## EXTRACTED TEXT
.....

Never push the Big Red Button (New York City subway failure)

Tom Beecher beecher at beecher.cc
Wed Sep 15 18:35:43 UTC 2021


>
> If the generators are "emergency power", and you need to switch back to
> "utility power", obviously the way to do this must be the big red button,
> clearly marked as "EMERGENCY POWER OFF", no?!
>

The owner of my previous company did the same thing to us many years ago
because there was a small smudge on the placard between POWER and OFF that
he interpreted as a dash.

He was never happy with the custom sign I hung after that, REVENUE
REDUCTION SWITCH. But he never tried to be helpful after that, so
mission accomplished.

On Fri, Sep 10, 2021 at 4:35 PM Warren Kumari <warren at kumari.net> wrote:

>
>
> On Fri, Sep 10, 2021 at 4:21 PM Baldur Norddahl <baldur.norddahl at gmail.com>
> wrote:
>
>> A nearby datacenter once lost power delayed because someone hit the
>> switch to transfer from city power to generator power and then failed to
>> notice. The power went out the day after when there was no fuel left.
>>
>
> :-)
>
> A story, told to me by a friend...
>
> The utility let them know that they were going to be doing some
> maintenance work in the area. No impact expected, but out of an abundance
> of caution, they transfer over to generators. After the utility lets them
> know that the maintenance work is all finished, they want to switch back.

.....

## GIVEN DATA
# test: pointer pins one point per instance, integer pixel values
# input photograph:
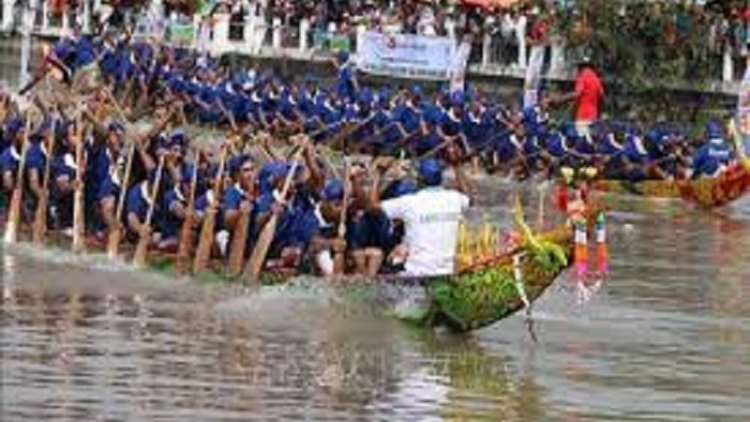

.....

## TASK INSTRUCTIONS
1: Can you restate the paragraph beginning "A nearby datacenter once lost power" from the subway failure thread above more briefly, keeping its main facts?
2: Could you reproduce, word for word, the part of the subway failure thread between "Tom Beecher beecher" and "interpreted as a dash.", inclusive?

## RESULTS
1: Someone at a nearby datacenter switched from city power to generator power and didn't notice, so the power failed the next day once the fuel ran out.

2:
Tom Beecher beecher at beecher.cc
Wed Sep 15 18:35:43 UTC 2021


>
> If the generators are "emergency power", and you need to switch back to
> "utility power", obviously the way to do this must be the big red button,
> clearly marked as "EMERGENCY POWER OFF", no?!
>

The owner of my previous company did the same thing to us many years ago
because there was a small smudge on the placard between POWER and OFF that
he interpreted as a dash.